**TRY IT:** Beginning with the line below that contains "like (502, 43)." and ending with the line that contains "Query: sidewalk", copy every line exactly. Copy nothing else.

##### DATA EXTRACT

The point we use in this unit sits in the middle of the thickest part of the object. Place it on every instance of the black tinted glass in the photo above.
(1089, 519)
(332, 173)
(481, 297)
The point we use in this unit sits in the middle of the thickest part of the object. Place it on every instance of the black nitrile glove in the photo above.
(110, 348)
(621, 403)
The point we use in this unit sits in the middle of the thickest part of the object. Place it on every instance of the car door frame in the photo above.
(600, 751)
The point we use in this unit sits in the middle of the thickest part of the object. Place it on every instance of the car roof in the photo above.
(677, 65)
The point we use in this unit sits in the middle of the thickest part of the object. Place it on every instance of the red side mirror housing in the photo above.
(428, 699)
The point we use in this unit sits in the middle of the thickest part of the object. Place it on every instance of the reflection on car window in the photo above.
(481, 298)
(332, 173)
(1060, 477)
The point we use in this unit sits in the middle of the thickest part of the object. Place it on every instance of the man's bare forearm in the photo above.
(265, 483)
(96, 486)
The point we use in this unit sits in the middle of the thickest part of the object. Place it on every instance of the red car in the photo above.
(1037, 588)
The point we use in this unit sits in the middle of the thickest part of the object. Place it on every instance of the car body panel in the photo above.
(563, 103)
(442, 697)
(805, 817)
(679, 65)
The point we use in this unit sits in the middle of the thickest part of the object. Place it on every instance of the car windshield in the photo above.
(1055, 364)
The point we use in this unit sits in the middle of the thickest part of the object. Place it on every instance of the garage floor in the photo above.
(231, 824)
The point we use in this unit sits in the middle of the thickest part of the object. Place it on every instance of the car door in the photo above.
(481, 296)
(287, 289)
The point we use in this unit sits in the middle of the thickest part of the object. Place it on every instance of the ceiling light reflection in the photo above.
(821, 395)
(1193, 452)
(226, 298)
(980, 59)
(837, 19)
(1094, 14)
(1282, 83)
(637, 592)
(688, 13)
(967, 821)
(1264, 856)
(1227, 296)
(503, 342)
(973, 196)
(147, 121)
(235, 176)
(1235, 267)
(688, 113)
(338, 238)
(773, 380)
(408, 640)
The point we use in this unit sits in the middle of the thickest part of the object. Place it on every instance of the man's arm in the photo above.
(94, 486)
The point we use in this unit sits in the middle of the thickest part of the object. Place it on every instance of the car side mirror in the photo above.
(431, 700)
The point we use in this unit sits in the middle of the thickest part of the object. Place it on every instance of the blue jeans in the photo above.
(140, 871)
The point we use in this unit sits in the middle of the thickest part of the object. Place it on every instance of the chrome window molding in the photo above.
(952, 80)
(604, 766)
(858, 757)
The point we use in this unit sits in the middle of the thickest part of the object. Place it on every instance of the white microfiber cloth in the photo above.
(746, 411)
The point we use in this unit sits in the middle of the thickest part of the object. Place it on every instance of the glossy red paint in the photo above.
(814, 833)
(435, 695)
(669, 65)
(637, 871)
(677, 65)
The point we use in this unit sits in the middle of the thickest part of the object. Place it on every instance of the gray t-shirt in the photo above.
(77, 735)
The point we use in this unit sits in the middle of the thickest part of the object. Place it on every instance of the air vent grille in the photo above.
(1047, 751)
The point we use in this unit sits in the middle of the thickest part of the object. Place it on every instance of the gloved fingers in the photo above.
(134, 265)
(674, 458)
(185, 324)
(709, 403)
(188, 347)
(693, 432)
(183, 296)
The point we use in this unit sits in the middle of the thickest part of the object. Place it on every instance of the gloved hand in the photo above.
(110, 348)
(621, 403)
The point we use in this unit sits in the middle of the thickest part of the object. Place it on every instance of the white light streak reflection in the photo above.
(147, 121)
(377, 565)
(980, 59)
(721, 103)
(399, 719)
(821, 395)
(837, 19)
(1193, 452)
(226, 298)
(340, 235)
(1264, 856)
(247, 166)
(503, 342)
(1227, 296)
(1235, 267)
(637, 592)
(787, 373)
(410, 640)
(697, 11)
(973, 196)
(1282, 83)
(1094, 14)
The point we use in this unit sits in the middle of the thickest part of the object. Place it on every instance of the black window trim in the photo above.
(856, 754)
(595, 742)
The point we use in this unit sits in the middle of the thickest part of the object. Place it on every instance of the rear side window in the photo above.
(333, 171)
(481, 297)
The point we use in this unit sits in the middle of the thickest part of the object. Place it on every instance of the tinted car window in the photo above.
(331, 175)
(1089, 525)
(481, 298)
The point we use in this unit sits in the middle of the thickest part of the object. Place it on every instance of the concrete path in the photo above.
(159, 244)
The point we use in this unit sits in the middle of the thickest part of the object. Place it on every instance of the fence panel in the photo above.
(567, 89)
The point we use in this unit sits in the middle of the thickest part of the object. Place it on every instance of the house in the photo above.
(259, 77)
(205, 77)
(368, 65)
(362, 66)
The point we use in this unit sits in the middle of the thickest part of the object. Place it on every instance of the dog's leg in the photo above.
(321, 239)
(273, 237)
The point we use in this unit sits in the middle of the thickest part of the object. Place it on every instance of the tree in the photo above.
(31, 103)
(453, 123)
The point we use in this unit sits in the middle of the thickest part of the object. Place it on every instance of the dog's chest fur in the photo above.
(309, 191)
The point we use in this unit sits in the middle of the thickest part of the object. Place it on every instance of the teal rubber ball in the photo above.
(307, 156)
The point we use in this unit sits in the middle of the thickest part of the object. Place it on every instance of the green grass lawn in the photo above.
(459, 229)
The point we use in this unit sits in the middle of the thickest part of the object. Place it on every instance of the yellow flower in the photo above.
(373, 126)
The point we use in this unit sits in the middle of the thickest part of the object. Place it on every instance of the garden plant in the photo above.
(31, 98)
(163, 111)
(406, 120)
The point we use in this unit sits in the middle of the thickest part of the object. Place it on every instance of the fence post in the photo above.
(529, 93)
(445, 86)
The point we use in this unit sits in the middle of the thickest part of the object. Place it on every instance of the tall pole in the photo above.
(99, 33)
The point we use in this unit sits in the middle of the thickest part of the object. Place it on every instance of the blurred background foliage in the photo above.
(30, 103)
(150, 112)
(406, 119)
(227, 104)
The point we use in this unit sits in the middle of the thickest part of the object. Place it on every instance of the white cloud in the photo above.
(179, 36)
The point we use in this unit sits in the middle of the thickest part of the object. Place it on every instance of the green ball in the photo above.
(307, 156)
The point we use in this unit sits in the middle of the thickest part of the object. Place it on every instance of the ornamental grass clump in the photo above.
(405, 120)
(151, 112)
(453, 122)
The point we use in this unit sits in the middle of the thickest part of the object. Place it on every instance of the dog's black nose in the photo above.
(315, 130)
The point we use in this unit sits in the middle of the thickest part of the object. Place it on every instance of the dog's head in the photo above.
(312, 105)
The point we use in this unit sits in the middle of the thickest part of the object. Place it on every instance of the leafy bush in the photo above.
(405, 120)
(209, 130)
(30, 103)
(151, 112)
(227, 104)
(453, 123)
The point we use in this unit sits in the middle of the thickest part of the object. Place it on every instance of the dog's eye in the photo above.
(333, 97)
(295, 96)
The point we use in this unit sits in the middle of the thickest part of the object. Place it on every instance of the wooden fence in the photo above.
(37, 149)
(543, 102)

##########
##### DATA EXTRACT

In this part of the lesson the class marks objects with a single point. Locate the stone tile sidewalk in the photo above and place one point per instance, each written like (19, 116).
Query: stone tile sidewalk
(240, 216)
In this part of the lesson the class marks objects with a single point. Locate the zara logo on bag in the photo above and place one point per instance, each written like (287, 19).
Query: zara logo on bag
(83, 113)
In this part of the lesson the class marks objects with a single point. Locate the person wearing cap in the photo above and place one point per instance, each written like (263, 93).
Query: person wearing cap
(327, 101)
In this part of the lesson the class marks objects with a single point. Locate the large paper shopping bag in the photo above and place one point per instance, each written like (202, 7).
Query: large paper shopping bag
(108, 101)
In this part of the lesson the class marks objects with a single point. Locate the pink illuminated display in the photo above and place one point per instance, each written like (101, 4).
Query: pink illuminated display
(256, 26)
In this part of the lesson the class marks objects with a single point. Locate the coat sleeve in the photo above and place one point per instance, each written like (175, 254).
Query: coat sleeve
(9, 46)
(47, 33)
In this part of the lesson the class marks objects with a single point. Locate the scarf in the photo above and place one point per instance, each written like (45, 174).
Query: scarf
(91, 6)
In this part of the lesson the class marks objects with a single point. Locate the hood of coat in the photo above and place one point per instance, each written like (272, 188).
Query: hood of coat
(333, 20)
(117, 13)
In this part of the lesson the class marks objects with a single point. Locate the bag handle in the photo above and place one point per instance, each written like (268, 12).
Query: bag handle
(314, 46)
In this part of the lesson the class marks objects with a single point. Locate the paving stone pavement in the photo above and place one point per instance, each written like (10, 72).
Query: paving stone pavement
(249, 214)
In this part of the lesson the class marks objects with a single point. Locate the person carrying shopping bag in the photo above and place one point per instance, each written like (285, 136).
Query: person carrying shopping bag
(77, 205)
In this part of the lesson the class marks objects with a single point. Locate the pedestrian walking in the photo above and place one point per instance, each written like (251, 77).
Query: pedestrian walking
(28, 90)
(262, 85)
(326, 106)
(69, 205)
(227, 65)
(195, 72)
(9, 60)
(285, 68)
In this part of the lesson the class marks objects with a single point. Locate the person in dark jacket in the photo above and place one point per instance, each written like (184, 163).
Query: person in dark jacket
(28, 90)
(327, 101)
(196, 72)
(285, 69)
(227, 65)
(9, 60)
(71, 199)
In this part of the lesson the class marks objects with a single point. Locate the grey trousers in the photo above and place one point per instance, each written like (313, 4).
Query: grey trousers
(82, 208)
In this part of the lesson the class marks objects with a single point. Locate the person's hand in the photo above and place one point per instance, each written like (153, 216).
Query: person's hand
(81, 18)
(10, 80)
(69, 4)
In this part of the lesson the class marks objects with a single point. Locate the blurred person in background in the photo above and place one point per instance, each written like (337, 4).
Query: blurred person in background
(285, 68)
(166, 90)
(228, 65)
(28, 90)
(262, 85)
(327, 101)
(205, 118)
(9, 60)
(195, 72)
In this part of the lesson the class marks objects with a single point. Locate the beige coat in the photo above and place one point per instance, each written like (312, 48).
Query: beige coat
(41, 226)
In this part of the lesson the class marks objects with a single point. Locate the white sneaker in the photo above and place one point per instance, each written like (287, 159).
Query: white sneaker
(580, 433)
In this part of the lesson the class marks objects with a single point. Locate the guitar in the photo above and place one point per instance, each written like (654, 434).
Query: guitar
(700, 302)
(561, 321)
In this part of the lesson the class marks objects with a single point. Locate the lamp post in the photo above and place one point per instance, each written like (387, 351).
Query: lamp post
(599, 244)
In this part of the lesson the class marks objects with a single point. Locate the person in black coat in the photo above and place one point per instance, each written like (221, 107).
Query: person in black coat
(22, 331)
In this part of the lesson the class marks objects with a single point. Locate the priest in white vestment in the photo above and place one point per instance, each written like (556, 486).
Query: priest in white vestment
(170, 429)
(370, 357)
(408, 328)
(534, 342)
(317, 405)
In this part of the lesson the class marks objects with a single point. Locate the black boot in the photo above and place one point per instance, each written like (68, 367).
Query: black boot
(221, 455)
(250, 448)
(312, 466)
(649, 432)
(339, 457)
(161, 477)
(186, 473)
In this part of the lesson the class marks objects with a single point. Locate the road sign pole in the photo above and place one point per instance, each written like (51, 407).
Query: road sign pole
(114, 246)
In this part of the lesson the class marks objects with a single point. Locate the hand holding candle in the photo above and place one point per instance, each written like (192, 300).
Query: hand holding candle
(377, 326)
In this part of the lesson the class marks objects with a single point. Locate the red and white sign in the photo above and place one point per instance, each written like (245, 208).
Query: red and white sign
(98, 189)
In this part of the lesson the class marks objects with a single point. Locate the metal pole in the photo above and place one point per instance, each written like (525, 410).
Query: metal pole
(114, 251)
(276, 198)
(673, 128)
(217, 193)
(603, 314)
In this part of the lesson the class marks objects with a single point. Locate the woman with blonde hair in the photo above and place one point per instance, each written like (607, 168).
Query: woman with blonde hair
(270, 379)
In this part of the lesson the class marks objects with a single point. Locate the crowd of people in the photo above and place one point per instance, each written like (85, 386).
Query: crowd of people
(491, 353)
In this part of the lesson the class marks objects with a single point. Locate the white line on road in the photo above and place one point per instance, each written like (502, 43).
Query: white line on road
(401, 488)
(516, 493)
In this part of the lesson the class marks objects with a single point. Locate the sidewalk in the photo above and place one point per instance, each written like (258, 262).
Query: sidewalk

##########

**SOLUTION FOR THIS EXERCISE:**
In this part of the lesson the class marks objects with a single point. Locate the white line on road in the photo above and place one point per instance, each written like (502, 43).
Query: white line on road
(401, 488)
(516, 493)
In this part of the lesson the class marks objects with a single point. Locate the sidewalk in the photo above and place one point per instance, each written like (258, 262).
Query: sidewalk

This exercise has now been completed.